SHORT TASK: Render every line of the items below as a Markdown table with the columns Row and Line. Number the rows in sequence and omit blank lines.

=== INPUT DATA ===

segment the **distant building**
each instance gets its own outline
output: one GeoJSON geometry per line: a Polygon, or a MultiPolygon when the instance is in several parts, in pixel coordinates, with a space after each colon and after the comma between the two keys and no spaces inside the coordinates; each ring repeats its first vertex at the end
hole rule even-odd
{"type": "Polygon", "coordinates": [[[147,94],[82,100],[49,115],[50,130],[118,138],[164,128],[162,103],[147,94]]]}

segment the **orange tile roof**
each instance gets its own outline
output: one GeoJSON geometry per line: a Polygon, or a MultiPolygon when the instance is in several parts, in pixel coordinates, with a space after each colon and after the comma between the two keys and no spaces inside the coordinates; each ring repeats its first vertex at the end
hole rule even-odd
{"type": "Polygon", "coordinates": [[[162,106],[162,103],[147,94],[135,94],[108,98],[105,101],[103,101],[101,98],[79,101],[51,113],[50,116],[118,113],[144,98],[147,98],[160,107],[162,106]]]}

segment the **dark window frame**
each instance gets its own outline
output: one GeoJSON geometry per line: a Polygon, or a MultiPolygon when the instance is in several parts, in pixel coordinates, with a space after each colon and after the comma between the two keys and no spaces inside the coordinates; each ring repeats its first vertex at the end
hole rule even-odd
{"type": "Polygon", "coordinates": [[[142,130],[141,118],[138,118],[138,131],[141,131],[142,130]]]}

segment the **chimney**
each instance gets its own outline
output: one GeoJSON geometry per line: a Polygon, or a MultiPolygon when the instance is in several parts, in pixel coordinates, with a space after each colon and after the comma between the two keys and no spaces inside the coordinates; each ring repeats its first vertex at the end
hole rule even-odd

===

FINAL ANSWER:
| Row | Line |
|---|---|
| 1 | segment the **distant building** |
| 2 | each instance gets its own outline |
| 3 | output: one GeoJSON geometry per line: a Polygon, or a MultiPolygon when the instance is in several parts, in pixel coordinates, with a space after each colon and after the comma between the two keys and no spaces inside the coordinates; each ring repeats its first vertex at the end |
| 4 | hole rule even-odd |
| 5 | {"type": "Polygon", "coordinates": [[[147,94],[82,100],[49,115],[50,130],[118,138],[164,128],[162,103],[147,94]]]} |
| 6 | segment the **orange tile roof** |
| 7 | each instance gets its own outline |
| 8 | output: one GeoJSON geometry per line: a Polygon, or a MultiPolygon when the instance is in several parts, in pixel coordinates, with a space after each colon and after the comma between the two keys and no spaces inside the coordinates; each ring repeats its first vertex at the end |
| 9 | hole rule even-odd |
| 10 | {"type": "Polygon", "coordinates": [[[162,106],[162,103],[147,94],[135,94],[108,98],[105,101],[103,101],[101,98],[79,101],[51,113],[50,116],[118,113],[144,98],[147,98],[160,107],[162,106]]]} |
| 11 | segment the **dark window frame** |
| 12 | each instance gets its own outline |
| 13 | output: one GeoJSON geometry per line: a Polygon, or a MultiPolygon when the instance is in several parts, in pixel coordinates, with a space after each colon and after the comma between the two keys and no spaces inside the coordinates; each ring repeats its first vertex at the end |
| 14 | hole rule even-odd |
| 15 | {"type": "Polygon", "coordinates": [[[142,130],[141,118],[138,118],[138,131],[141,131],[142,130]]]} |
| 16 | segment the **chimney** |
| 17 | each instance gets its own outline |
| 18 | output: one GeoJSON geometry per line: a Polygon, or a MultiPolygon when the instance is in several parts, in pixel coordinates, with a space after each colon and after the comma between the two keys and no spaces inside the coordinates; each ring repeats its first vertex at the end |
| 19 | hole rule even-odd |